What this task involves: Rewrite the material below as a numbered list with one line per item, dropping the blank lines.

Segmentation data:
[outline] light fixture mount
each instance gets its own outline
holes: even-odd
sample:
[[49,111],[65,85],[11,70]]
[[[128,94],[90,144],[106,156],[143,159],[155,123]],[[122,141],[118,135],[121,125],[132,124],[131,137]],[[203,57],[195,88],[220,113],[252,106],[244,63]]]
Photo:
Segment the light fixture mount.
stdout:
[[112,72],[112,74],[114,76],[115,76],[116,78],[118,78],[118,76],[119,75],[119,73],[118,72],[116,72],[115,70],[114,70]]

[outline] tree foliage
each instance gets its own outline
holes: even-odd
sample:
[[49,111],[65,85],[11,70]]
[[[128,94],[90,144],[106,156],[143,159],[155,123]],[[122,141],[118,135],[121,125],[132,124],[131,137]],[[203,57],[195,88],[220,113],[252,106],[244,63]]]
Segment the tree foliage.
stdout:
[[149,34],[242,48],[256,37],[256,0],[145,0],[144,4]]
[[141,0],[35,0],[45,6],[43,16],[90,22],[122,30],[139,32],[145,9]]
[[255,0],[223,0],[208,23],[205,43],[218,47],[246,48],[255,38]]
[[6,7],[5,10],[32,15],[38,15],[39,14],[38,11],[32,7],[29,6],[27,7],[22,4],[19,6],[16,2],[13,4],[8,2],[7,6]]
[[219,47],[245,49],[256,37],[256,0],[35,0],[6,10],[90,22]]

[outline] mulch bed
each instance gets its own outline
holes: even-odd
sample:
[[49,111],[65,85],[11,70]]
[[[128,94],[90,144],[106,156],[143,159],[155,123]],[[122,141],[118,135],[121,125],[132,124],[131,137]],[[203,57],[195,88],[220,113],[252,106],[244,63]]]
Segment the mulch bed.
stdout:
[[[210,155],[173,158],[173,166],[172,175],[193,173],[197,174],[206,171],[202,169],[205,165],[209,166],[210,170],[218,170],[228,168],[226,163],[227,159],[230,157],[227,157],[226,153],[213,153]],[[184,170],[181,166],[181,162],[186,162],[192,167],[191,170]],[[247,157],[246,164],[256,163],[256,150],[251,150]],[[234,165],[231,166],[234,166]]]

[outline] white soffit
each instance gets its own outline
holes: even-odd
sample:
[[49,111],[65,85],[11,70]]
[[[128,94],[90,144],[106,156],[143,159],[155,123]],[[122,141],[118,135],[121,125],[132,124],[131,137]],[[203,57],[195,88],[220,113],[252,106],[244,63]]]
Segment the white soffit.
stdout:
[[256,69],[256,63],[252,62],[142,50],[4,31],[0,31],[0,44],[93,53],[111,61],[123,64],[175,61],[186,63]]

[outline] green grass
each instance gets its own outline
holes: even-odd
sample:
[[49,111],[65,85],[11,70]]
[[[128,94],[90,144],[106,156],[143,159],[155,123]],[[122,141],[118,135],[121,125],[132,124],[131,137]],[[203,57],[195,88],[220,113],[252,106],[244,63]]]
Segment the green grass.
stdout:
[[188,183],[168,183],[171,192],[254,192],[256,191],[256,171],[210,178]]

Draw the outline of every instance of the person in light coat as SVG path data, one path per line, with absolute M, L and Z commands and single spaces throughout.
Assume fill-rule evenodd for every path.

Response:
1. [outline] light fixture mount
2. each instance gets its own outline
3. holes: even-odd
4. sample:
5. [[49,111],[65,85],[11,70]]
6. [[[128,94],[90,144],[106,156],[143,159],[155,123]],[[122,141],[118,135],[121,125],[132,124],[131,137]],[[203,57],[195,88],[220,113],[252,106],[244,63]]]
7. Photo:
8. Segment the light fixture mount.
9. stdout:
10. [[112,72],[112,74],[114,76],[115,76],[116,78],[118,78],[118,76],[119,75],[119,73],[118,72],[116,72],[115,70],[114,70]]
11. [outline] tree foliage
12. each instance gets its own outline
13. holes: even-odd
14. sample:
15. [[49,111],[65,85],[11,70]]
16. [[[128,94],[90,144],[106,156],[143,159],[155,123]],[[122,141],[118,135],[121,125],[132,124],[131,137]],[[203,57],[195,88],[220,113],[252,106],[244,63]]]
17. Segment the tree foliage.
18. stdout:
19. [[149,34],[242,48],[256,37],[256,0],[145,0],[144,4]]
20. [[141,0],[35,0],[45,6],[43,16],[90,22],[122,30],[139,32],[145,9]]
21. [[255,0],[223,0],[208,23],[205,43],[218,47],[246,48],[255,38]]
22. [[6,7],[5,10],[32,15],[38,15],[39,14],[38,11],[32,7],[29,6],[27,7],[22,4],[19,6],[16,2],[13,4],[8,2],[7,6]]
23. [[219,47],[245,49],[256,37],[256,0],[35,0],[6,10],[90,22]]
24. [outline] mulch bed
25. each instance gets its own outline
26. holes: even-odd
27. sample:
28. [[49,111],[65,85],[11,70]]
29. [[[128,94],[90,144],[106,156],[143,159],[155,123]],[[122,141],[118,135],[121,125],[132,124],[131,137]],[[203,57],[195,88],[220,113],[252,106],[244,63]]]
30. Segment the mulch bed.
31. stdout:
32. [[[210,155],[173,158],[173,166],[172,175],[193,173],[197,174],[206,171],[202,169],[205,165],[209,166],[210,170],[218,170],[228,168],[226,163],[227,159],[230,157],[227,157],[226,153],[213,153]],[[184,170],[181,166],[181,162],[186,162],[192,167],[191,170]],[[247,157],[246,164],[256,163],[256,150],[251,150]],[[234,165],[231,166],[234,166]]]
33. [outline] white soffit
34. each instance gets its own outline
35. holes: even-odd
36. sample:
37. [[49,111],[65,85],[11,70]]
38. [[[128,94],[90,144],[106,156],[143,159],[155,123]],[[122,141],[118,135],[121,125],[132,124],[131,137]],[[203,57],[195,88],[220,113],[252,106],[244,63]]]
39. Segment the white soffit.
40. stdout:
41. [[256,69],[256,63],[252,62],[142,50],[4,31],[0,31],[0,44],[93,53],[111,61],[123,64],[175,61],[186,63]]
42. [outline] green grass
43. each instance gets its own outline
44. holes: even-odd
45. sample:
46. [[49,111],[65,85],[11,70]]
47. [[[128,94],[90,144],[106,156],[143,159],[155,123]],[[122,141],[118,135],[121,125],[132,124],[131,137]],[[203,57],[195,88],[220,113],[252,106],[244,63]]]
48. Segment the green grass.
49. stdout:
50. [[188,183],[168,183],[171,192],[254,192],[256,191],[256,171],[210,178]]
51. Draw the outline of every instance of the person in light coat as SVG path data, one path per line, with absolute M, L and Z commands and single spaces throughout.
52. Assume fill-rule evenodd for every path.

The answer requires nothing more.